Video game designers write the blueprints for computer games. They decide the mission, theme, and rules of play. They write a document which fully explains what will happen in the game.

Most video games are developed by teams of workers. Usually there is a lead programmer and a lead designer. In addition there are artists, musicians, and a lot of programmers. The lead designer develops the overall concept and feel of the game. Depending on the game, the lead designer develops a story line or rules. For example, a game with characters and a goal needs a story line. It determines how the characters get to the goal and what happens to them along the way.

One of the main tasks of the lead designer is to produce a "design document." In addition to the story line, this document contains charts, graphs, and sketches. The purpose of the document is to explain the vision of the game in detail. This way the programmers and artists know exactly what their tasks are. The lead designer is unlikely to create all of the art or design samples in the document. Instead the designer generally assigns this work to other game designers called level designers. These designers work on their assigned projects and meet with the lead designer to discuss their work. In the end, the design document can be hundreds of pages long. Surprised by all this writing? Most people are. Of course designers also spend a lot of time evaluating games as they develop

Designers need excellent writing skills...While designers don't need programming skills, they do need to understand technology. Often designers need to figure out how to solve a situation where the parts of the program are in conflict. For example, loading certain graphics may slow the game too much. Designers need good analytical skills to understand and solve these types of problems--after conferring with their coworkers. In addition, designers need to be flexible. Sometimes they need to change the story or design as flaws are discovered.

**WHAT THIS EXERCISE ASKS:**
A - Answer these questions from the passage about video game designers, one per line:
(i) Who on the team develops the overall concept and feel of the game?
(ii) How long can the design document become in the end?
(iii) What example does the passage give of parts of the program being in conflict?
B - Echo these lines from the records: begin at the line that has "Mark the white orchid flower." and stop after the line that has "118, 253, 242, 397".
The records after this passage about video game designers are unrelated to it.

(Recorded data)

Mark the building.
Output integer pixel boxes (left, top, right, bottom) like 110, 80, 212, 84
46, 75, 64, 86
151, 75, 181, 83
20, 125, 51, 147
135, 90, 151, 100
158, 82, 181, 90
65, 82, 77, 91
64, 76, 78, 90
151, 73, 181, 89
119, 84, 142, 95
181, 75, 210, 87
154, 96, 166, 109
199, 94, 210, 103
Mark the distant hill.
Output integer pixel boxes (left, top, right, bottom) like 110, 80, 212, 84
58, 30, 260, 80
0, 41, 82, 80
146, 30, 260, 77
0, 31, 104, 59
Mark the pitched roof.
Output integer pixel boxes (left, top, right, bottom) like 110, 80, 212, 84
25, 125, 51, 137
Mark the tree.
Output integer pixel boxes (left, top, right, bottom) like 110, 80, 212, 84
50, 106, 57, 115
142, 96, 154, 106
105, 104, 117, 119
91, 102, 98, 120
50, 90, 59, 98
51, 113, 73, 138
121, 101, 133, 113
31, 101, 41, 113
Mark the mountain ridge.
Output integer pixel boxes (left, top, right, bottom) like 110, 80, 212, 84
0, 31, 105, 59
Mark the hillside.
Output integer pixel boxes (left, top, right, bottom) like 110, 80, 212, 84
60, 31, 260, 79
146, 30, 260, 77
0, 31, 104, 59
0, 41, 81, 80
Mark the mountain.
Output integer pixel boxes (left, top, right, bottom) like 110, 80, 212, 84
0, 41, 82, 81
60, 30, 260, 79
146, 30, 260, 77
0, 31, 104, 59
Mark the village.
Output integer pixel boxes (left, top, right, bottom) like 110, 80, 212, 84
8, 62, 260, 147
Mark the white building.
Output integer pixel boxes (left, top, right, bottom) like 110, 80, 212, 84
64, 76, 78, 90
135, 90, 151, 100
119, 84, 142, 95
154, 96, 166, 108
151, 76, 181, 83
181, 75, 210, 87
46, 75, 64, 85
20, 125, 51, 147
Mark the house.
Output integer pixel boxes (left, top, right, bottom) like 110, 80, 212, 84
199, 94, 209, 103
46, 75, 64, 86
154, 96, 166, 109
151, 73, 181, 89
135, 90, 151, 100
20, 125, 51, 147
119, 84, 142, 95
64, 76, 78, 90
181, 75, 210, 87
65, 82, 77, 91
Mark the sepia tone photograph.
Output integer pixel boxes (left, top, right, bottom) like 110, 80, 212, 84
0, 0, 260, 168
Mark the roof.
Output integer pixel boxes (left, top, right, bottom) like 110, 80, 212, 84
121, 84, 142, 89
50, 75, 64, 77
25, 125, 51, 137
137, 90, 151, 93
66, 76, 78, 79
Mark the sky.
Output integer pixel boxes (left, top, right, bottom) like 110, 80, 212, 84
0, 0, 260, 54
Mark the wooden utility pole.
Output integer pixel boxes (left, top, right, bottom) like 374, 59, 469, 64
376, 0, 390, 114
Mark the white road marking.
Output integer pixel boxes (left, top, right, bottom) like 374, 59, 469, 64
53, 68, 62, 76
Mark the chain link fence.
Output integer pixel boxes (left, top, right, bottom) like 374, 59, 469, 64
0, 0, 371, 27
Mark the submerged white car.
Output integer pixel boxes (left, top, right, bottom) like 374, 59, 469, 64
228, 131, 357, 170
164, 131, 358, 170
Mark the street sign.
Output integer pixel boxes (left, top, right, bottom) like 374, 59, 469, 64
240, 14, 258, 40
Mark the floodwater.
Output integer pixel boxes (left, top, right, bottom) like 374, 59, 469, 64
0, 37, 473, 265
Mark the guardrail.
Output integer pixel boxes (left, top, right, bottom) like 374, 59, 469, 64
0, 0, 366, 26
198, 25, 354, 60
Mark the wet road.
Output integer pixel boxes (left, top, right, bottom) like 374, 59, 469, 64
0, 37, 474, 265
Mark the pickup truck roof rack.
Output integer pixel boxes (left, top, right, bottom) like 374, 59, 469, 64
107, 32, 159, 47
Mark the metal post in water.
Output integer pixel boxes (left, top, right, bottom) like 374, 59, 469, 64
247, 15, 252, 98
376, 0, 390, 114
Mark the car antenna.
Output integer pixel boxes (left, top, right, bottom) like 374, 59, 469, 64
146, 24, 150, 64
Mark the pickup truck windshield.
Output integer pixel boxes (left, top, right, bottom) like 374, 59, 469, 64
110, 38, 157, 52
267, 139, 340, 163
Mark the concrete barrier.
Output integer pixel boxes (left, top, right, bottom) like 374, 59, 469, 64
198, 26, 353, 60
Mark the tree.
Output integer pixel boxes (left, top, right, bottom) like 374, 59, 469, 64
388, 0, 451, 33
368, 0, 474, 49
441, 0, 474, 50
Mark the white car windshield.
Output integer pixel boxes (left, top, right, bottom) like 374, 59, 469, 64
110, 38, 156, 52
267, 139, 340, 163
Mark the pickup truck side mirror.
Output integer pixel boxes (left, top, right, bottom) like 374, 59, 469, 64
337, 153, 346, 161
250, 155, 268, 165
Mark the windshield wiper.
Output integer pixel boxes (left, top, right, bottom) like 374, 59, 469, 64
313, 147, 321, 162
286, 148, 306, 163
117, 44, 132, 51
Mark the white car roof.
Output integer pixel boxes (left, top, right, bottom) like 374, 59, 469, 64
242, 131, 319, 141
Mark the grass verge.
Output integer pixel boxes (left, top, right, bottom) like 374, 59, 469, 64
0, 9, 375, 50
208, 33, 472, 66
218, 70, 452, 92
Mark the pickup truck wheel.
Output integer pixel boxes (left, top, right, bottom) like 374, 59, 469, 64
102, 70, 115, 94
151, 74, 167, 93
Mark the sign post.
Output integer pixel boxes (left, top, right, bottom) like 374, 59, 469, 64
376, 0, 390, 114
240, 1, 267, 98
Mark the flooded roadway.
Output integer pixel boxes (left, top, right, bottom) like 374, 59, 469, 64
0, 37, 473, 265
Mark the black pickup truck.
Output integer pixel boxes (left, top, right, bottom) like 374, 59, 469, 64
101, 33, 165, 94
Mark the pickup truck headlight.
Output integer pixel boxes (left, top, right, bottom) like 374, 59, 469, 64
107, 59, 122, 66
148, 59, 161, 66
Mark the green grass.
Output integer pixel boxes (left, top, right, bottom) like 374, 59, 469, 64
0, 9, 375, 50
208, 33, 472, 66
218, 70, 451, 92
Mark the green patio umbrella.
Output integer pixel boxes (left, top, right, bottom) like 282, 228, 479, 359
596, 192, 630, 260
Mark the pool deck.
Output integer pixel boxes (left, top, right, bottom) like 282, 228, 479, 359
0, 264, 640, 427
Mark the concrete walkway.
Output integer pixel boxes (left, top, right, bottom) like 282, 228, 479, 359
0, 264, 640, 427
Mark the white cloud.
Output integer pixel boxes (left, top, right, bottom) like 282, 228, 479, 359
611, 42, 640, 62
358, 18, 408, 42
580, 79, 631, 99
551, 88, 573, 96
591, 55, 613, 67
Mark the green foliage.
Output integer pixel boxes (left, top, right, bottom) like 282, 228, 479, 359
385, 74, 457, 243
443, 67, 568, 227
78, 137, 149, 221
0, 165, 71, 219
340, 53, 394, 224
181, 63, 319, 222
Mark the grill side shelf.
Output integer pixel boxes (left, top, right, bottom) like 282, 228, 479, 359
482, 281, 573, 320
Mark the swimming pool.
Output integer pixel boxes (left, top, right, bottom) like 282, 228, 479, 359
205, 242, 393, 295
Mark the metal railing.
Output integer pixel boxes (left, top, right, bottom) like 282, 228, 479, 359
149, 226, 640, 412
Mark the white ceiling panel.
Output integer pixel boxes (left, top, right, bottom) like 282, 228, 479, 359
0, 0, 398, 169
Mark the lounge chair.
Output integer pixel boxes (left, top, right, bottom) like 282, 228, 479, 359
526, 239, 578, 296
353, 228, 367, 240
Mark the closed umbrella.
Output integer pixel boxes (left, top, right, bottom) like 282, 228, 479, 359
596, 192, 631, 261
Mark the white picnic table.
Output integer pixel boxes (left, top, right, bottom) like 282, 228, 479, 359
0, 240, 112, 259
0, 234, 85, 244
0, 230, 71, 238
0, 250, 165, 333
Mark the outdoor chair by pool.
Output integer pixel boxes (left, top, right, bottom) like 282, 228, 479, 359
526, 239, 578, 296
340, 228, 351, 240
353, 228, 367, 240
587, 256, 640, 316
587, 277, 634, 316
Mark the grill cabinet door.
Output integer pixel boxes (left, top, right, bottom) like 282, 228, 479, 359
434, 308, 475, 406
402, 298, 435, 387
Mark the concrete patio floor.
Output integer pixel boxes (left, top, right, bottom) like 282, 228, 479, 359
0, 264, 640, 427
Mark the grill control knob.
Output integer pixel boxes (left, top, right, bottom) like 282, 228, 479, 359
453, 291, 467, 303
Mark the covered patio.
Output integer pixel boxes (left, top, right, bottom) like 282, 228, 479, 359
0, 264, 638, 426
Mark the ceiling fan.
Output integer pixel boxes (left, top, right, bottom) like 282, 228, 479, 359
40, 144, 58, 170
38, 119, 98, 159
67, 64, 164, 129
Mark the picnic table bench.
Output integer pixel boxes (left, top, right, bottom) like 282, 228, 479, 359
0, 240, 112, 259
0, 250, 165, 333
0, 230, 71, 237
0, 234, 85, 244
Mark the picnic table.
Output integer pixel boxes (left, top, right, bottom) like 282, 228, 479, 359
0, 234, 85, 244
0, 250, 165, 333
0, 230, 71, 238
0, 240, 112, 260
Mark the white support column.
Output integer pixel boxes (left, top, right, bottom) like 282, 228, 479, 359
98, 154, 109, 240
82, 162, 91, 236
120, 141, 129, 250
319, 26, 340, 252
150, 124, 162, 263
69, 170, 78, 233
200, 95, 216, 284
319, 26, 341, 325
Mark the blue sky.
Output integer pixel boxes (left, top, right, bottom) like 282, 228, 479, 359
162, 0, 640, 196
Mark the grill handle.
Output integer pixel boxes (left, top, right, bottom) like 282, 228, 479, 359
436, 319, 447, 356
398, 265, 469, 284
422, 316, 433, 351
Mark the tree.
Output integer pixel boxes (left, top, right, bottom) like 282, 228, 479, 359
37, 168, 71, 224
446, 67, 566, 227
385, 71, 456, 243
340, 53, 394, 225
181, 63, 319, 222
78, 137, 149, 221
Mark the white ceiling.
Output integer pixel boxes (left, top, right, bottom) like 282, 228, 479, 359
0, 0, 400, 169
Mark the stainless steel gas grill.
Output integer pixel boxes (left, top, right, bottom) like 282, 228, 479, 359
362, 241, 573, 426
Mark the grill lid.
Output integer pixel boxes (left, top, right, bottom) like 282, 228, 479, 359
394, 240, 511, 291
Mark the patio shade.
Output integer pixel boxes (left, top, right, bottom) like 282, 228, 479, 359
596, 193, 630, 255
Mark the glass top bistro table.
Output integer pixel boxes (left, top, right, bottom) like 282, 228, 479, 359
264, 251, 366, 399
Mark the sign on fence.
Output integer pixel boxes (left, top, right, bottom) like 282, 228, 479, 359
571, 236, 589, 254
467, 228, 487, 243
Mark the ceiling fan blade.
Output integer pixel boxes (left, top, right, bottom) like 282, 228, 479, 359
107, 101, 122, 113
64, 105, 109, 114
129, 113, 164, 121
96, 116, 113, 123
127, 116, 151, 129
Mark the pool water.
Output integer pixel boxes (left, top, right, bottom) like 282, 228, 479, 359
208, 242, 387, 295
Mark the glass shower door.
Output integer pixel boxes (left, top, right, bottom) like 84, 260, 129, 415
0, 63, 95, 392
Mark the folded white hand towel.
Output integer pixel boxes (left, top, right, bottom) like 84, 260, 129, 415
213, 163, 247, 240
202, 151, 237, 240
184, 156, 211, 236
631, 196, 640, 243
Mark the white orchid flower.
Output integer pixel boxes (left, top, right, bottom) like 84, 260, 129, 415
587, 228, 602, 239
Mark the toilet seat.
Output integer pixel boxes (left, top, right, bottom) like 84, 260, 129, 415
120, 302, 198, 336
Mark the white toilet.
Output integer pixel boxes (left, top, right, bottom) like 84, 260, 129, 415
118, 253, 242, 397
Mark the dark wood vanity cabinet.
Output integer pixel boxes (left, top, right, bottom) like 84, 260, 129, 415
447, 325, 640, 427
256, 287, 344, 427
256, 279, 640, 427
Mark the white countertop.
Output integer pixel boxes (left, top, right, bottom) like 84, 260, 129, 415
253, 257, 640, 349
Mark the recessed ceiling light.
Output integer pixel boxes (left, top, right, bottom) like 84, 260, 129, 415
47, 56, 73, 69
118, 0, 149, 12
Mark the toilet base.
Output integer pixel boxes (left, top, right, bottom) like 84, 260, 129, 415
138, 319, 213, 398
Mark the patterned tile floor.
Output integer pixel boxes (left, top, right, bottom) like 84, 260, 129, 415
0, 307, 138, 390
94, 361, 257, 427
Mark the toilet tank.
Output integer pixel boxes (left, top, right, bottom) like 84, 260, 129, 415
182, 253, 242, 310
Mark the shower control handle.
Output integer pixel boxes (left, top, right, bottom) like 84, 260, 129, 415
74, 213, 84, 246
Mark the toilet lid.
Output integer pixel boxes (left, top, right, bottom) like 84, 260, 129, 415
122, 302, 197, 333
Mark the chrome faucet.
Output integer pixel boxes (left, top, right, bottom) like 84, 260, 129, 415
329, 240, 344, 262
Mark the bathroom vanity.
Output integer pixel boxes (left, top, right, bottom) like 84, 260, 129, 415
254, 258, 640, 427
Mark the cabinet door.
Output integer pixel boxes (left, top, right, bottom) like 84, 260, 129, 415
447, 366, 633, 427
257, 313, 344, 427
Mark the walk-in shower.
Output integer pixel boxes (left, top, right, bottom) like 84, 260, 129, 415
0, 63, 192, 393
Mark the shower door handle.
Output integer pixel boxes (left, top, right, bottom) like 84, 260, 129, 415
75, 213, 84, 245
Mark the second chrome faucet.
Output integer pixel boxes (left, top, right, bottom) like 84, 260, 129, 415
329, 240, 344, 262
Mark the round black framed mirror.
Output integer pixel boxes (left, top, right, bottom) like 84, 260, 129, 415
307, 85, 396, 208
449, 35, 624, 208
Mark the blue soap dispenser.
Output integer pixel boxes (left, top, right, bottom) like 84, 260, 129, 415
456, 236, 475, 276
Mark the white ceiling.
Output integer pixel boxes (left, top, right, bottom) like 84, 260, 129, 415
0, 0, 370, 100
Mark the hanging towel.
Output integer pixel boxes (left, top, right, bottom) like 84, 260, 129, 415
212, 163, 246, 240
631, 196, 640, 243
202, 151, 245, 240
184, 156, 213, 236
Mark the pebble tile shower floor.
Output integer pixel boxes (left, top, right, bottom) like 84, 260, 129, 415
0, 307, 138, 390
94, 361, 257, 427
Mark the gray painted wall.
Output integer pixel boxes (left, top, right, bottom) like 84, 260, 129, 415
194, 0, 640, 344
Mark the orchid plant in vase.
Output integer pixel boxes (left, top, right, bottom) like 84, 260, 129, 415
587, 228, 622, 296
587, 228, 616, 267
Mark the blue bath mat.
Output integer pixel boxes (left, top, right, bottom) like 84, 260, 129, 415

**THE REPLIES:**
A -
(i) The lead designer.
(ii) Hundreds of pages long.
(iii) Loading certain graphics may slow the game too much.

B -
Mark the white orchid flower.
Output integer pixel boxes (left, top, right, bottom) like 84, 260, 129, 415
587, 228, 602, 239
Mark the toilet seat.
Output integer pixel boxes (left, top, right, bottom) like 84, 260, 129, 415
120, 302, 198, 336
Mark the white toilet.
Output integer pixel boxes (left, top, right, bottom) like 84, 260, 129, 415
118, 253, 242, 397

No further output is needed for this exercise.